DATASET RECORDS —
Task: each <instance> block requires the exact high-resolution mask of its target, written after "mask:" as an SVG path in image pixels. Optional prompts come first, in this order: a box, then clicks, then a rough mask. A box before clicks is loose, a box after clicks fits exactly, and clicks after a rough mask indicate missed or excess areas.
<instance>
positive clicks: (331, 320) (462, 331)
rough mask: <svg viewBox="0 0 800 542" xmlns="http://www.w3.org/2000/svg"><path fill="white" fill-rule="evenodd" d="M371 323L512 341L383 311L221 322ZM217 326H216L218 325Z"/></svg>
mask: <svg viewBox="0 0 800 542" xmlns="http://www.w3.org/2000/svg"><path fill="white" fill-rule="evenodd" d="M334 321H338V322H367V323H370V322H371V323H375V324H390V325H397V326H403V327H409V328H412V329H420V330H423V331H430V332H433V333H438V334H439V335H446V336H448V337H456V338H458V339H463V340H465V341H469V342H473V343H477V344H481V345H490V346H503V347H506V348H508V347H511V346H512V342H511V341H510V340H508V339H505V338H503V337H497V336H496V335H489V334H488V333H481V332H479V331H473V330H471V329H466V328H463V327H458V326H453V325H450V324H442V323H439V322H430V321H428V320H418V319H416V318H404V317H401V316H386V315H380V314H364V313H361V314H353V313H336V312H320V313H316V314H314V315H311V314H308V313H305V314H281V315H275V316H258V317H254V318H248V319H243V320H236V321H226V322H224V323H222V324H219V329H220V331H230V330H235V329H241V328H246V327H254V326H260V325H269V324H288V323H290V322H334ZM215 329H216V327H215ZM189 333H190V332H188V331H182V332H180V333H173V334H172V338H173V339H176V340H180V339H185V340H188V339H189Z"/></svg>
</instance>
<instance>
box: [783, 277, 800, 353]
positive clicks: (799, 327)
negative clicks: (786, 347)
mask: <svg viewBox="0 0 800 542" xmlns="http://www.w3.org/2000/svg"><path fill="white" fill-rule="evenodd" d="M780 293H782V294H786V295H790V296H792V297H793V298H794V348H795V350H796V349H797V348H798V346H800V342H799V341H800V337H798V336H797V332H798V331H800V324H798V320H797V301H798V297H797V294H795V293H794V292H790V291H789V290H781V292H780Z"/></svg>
---
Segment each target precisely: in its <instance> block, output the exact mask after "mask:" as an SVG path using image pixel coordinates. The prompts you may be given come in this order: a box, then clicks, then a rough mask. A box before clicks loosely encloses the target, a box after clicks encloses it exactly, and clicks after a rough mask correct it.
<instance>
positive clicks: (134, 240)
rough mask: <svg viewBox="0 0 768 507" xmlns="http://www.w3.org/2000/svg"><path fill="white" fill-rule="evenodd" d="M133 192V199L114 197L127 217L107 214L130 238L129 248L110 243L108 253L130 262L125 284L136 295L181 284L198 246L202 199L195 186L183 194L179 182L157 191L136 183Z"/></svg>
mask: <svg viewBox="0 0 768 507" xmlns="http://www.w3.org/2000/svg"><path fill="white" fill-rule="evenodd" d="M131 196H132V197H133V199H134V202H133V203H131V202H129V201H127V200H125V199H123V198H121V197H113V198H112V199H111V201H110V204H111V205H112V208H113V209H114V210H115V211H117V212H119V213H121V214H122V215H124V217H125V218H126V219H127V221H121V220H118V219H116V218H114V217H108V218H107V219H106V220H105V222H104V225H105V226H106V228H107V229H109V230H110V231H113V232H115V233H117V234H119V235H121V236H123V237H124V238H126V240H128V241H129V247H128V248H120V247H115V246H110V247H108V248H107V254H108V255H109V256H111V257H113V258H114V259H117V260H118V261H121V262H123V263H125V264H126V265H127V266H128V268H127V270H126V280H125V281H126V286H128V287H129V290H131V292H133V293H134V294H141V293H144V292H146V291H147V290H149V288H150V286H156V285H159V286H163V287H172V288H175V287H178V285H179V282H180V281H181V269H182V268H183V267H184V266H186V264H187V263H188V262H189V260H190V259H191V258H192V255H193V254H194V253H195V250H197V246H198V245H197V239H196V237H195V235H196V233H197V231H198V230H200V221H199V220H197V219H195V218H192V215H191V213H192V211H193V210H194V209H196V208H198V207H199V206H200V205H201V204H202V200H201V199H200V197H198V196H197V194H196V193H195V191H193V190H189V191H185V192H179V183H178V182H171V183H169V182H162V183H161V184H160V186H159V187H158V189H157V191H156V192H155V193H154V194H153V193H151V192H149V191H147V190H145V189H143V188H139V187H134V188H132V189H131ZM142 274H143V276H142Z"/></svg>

DIRECTIONS FOR THIS TASK —
Write only the number of lines above in which the word "positive" is found.

RESULT OF THE TASK —
3